_Action item_: Please repeat the lines below exactly. Begin with the line containing "Target: blue solar panel array" and go on through the line containing "[point] grassy clearing".

(Records from a dataset)
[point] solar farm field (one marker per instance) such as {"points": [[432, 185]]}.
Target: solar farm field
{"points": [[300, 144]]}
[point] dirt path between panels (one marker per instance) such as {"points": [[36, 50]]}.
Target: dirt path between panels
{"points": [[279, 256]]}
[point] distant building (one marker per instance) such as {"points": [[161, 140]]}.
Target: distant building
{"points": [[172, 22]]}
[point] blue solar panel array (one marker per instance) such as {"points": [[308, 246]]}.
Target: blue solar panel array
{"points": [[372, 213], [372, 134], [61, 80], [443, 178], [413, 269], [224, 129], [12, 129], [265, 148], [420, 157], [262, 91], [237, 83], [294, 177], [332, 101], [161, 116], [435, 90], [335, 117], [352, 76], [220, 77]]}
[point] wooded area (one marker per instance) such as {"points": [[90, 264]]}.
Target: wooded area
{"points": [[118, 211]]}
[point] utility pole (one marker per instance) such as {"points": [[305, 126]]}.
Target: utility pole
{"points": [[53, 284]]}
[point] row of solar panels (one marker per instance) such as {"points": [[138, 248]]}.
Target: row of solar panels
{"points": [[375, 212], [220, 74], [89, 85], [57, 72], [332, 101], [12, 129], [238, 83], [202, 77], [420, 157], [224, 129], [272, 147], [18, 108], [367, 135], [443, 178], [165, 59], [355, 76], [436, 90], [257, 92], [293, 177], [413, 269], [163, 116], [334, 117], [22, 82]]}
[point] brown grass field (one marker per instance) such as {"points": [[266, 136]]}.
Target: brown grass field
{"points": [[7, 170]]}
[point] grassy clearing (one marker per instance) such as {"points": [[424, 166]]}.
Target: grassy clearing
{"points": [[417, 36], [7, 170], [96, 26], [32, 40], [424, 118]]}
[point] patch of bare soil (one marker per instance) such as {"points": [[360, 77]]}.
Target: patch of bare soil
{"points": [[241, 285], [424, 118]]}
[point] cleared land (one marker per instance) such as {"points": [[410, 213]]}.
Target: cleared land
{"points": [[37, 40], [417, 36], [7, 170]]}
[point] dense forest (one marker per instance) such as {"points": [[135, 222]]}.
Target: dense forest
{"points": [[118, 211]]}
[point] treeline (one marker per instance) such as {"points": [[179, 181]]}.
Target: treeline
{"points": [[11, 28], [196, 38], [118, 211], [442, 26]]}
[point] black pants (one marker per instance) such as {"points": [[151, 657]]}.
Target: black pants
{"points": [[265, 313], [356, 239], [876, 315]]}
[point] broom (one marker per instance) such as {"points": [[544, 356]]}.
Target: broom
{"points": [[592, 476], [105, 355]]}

_Answer to the problem_:
Target: blue solar panel array
{"points": [[372, 213], [372, 134], [61, 80], [443, 178], [413, 269], [224, 129], [12, 129], [265, 148], [420, 157], [262, 91], [237, 83], [294, 177], [332, 101], [161, 116], [435, 90], [335, 117], [352, 76], [220, 77]]}
[point] wooded area (one marker per instance) such as {"points": [[90, 264]]}.
Target: wooded area
{"points": [[118, 211]]}
[point] utility pole (one marker per instance) such as {"points": [[305, 126]]}.
Target: utility pole
{"points": [[53, 284]]}
[point] row of solar panels (one marker per instance) such as {"points": [[138, 248]]}.
Target: row of solar panels
{"points": [[375, 212], [220, 74], [89, 85], [57, 72], [332, 101], [12, 129], [238, 83], [202, 77], [420, 157], [224, 129], [272, 147], [18, 108], [367, 135], [443, 178], [165, 59], [355, 76], [436, 90], [257, 92], [293, 177], [413, 269], [163, 116], [334, 117], [22, 82]]}
[point] brown grass field (one marker per instance) such as {"points": [[266, 136]]}.
Target: brown grass field
{"points": [[7, 170]]}
[point] grassy clearing (one marker per instance) such as {"points": [[424, 166]]}.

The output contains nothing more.